··· Quoted text ···

Enventys Partners team helps teen inventor through prototyping process
Both the weather and unsatisfactory results on the field were leaving her cold, and high school lacrosse player Samantha Wolfe felt she had to do something about it.
During the winter, the native New Yorker found her hands would get cold to the point that they would lose dexterity and her game would suffer. “I tried different gloves, but nothing seemed to keep my hands warm,” she says. “Whether it was during a game or practice, I was not able to play to my full potential as the numbness in my hands was hindering my playing.”
There was nothing on the market to help. So with the help of her father, Bruce Wolfe, they decided to create a heated lacrosse stick. Because they did not have much experience with product development, they reached out to Enventys Partners in April 2015 to help bring it to life. The result has been a pre-production prototype that is being tested at the highest levels of the women’s game.
From blank canvas to progress
The product was loosely defined at the beginning of the project. Samantha had a great idea but had never made a prototype. The only requirements for the stick were that it heat up to about 90 degrees Fahrenheit in a few minutes, that the mechanism be as light as possible and fit completely inside the stick, and that it stay hot for 90-120 minutes of a typical practice or game. Because we were not locked into a particular technology or existing patents, the team had a blank canvas to build it from the ground up.

··· Source material ···

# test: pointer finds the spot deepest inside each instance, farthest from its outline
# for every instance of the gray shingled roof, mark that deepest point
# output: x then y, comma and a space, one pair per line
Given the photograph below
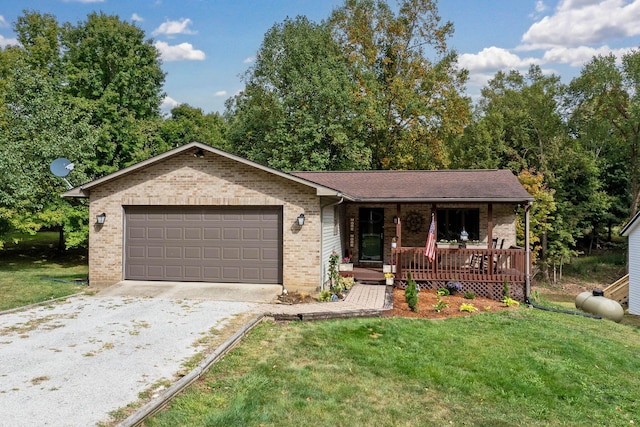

···

■ **What is being asked**
Can you sum up the article about the heated lacrosse stick in two sentences?

■ **Exercise response**
High school lacrosse player Samantha Wolfe found that winter cold numbed her hands and hurt her game, and since no gloves or products on the market helped, she and her father, Bruce Wolfe, decided to create a heated lacrosse stick and reached out to Enventys Partners in April 2015. Starting from a loosely defined idea, the team built the stick from the ground up to heat to about 90 degrees Fahrenheit in a few minutes, hold a light mechanism entirely inside, and stay hot for 90-120 minutes, which produced a pre-production prototype now being tested at the highest levels of the women's game.